§ **TO DO**
Copy the listing from the line with "like x=89, y=443." up to and including the line with "x=613, y=333", requests included. In the answers, multiply every x and y coordinate by 2.25 and round to whole numbers, with halves rounded up, but leave the numbers in the requests and their format samples unchanged, and give only these lines.

§ **AVAILABLE RECORDS**
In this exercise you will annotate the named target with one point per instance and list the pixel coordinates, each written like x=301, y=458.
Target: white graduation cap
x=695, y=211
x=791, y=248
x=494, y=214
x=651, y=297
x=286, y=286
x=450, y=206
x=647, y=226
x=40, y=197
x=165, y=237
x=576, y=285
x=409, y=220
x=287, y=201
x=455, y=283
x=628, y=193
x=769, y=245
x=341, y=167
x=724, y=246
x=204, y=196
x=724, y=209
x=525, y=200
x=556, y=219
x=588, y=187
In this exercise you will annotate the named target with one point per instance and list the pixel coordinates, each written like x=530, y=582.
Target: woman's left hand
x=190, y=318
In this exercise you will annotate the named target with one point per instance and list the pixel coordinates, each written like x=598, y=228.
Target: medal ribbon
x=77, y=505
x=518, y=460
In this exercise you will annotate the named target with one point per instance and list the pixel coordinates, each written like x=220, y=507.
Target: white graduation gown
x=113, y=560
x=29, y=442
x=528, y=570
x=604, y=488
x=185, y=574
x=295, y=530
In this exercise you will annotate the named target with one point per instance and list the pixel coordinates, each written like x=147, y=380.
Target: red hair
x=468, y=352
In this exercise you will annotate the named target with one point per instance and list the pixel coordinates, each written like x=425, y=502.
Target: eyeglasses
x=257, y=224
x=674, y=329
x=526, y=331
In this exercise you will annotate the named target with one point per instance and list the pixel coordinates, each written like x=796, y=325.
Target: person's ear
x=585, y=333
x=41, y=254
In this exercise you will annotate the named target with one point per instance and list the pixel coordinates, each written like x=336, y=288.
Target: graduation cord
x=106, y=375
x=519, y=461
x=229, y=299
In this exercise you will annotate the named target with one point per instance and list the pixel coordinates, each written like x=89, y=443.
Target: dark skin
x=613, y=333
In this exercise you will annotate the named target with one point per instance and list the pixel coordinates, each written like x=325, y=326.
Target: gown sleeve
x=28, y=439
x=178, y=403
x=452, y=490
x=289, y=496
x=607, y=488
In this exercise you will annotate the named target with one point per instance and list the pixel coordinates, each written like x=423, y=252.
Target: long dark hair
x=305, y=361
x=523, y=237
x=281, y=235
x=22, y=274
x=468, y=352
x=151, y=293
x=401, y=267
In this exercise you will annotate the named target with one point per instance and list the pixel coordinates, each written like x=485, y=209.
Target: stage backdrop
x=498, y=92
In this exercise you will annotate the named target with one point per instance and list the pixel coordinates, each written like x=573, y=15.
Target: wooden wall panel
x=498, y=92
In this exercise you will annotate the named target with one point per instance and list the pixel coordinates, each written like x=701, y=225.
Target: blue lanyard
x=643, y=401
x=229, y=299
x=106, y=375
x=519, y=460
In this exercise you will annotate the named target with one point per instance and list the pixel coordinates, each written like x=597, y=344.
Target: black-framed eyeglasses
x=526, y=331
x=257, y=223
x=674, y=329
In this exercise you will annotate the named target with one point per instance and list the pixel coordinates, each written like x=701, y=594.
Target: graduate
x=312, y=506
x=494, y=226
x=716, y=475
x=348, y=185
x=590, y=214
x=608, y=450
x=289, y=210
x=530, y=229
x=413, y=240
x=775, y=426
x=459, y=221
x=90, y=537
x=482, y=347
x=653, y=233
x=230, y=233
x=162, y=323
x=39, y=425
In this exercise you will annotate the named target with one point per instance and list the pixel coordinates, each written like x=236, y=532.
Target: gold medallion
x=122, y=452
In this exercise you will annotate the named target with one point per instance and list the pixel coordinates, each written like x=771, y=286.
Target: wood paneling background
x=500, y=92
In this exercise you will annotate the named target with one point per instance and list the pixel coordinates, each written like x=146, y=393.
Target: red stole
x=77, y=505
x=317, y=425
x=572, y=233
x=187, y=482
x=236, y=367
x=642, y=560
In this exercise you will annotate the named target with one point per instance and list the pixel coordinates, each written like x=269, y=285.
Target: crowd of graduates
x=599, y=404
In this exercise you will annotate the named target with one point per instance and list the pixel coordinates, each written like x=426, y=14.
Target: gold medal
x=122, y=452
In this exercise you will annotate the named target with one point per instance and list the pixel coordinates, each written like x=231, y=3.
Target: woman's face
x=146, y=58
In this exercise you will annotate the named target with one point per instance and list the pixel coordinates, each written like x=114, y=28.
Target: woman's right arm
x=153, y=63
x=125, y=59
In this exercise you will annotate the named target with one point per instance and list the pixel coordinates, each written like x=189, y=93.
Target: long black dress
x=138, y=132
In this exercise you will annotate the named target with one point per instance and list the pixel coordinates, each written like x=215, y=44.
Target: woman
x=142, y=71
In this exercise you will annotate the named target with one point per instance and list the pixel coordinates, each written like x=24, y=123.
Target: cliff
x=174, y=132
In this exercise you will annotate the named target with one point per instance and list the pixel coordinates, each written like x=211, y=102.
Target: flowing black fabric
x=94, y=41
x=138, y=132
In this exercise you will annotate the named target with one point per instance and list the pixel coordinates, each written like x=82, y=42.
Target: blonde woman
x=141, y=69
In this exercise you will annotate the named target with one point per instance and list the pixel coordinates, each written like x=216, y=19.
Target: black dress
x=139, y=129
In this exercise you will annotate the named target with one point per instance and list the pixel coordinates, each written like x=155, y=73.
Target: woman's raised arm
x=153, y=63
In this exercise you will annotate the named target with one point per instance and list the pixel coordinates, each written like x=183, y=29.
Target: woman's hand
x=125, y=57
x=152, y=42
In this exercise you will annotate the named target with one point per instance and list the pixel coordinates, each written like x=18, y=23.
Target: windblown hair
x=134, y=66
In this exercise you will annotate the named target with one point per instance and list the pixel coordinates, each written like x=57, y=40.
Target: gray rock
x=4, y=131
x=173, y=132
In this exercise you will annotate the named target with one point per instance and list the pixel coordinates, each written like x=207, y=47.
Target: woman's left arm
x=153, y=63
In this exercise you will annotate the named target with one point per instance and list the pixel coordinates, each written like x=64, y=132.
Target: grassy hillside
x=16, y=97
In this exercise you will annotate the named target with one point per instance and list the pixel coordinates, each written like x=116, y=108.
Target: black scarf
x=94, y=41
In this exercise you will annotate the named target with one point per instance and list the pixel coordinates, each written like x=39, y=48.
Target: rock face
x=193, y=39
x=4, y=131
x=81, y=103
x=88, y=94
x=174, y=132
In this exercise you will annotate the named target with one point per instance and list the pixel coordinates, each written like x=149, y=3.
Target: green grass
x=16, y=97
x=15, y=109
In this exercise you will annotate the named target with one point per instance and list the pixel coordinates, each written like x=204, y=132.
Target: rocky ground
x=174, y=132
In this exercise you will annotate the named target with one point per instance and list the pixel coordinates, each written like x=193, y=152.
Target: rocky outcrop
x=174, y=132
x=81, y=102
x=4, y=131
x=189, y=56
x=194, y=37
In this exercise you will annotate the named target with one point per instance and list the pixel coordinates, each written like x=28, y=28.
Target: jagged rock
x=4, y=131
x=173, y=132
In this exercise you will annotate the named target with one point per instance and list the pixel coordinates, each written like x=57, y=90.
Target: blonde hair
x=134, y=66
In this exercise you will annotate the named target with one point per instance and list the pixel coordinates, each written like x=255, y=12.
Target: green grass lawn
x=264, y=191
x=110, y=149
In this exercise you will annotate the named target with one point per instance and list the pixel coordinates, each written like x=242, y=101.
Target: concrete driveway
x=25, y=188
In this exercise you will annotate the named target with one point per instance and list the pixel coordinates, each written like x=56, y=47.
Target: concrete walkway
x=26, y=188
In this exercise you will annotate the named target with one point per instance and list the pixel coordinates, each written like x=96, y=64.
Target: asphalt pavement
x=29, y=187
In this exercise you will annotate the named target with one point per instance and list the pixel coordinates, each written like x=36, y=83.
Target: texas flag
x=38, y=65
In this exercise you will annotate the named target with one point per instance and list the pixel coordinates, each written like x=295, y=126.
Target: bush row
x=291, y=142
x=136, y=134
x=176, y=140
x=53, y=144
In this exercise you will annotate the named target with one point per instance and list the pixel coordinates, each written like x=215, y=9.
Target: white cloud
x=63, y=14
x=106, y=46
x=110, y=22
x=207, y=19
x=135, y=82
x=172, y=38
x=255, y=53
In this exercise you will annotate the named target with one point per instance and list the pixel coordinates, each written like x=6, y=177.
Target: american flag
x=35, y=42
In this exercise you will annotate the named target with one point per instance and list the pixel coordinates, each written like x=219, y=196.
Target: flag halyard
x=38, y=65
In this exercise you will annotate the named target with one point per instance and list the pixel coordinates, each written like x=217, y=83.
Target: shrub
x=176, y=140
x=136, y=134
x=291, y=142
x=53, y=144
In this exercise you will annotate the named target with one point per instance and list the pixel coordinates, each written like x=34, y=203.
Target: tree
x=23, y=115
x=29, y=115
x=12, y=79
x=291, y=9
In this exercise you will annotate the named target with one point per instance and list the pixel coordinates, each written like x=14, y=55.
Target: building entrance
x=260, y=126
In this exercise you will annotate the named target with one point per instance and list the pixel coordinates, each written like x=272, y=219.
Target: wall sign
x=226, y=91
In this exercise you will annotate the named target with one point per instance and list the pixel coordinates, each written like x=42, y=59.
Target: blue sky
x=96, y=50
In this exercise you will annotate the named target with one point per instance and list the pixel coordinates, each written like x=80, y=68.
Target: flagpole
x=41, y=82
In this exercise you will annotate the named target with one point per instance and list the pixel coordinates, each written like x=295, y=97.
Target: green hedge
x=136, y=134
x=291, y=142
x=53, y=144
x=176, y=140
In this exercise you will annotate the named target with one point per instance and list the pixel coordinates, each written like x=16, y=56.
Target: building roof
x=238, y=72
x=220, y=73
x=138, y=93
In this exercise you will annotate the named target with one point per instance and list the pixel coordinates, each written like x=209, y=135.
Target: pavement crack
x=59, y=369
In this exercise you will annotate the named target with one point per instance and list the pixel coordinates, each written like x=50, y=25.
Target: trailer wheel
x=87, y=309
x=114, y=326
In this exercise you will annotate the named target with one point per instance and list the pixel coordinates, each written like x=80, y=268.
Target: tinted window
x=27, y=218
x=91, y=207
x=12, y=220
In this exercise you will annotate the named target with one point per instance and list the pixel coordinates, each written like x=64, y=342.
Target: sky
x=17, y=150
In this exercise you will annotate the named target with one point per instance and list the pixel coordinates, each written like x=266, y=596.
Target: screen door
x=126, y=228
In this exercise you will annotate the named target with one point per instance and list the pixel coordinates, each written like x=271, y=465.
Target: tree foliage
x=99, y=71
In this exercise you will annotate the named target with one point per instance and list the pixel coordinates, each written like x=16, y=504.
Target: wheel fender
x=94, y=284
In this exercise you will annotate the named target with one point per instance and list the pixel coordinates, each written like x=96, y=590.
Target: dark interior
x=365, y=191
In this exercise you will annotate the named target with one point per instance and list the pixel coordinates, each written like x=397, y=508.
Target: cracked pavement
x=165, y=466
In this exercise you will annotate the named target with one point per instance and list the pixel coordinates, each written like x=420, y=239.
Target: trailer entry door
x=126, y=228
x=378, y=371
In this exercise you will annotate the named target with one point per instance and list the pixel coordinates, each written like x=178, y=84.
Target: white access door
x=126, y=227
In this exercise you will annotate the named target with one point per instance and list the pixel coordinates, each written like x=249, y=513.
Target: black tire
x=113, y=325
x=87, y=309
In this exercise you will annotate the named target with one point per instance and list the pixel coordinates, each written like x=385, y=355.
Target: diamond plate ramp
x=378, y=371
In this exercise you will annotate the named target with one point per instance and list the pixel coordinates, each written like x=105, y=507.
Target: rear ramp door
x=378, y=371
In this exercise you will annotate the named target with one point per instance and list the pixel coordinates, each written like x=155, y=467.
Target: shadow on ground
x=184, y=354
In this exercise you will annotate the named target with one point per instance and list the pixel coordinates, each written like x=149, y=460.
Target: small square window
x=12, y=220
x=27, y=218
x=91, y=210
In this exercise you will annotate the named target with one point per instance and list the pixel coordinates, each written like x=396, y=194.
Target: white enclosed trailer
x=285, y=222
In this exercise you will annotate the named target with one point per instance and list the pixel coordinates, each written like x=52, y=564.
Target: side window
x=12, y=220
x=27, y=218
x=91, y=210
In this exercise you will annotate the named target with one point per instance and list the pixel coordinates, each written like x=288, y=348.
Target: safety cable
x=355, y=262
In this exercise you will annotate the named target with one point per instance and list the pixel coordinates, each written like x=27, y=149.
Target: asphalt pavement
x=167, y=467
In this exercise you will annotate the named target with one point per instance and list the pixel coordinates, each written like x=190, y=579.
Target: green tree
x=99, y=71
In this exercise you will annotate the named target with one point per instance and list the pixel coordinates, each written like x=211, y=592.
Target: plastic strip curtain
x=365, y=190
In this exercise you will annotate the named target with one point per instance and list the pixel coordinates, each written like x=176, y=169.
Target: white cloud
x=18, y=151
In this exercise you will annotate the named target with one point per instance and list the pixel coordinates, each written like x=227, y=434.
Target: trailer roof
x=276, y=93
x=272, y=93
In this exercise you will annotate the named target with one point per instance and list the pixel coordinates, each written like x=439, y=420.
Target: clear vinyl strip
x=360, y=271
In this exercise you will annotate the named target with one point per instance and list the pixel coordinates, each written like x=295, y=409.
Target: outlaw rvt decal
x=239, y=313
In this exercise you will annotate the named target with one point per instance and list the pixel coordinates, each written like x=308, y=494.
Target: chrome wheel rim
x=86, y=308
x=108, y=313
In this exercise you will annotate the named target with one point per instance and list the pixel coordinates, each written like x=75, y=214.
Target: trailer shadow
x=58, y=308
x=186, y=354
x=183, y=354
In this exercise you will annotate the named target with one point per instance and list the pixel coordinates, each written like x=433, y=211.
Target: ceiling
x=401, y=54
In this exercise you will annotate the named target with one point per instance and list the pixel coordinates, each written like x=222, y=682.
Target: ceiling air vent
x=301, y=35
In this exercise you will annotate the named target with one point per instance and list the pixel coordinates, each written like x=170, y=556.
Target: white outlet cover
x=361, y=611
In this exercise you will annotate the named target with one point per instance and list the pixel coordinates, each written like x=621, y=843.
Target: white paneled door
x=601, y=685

§ **ANSWER FOR THE TASK**
In this exercise you will annotate the named target with one point per instance and list the pixel coordinates, each written like x=89, y=443.
Target: dark skin
x=1379, y=749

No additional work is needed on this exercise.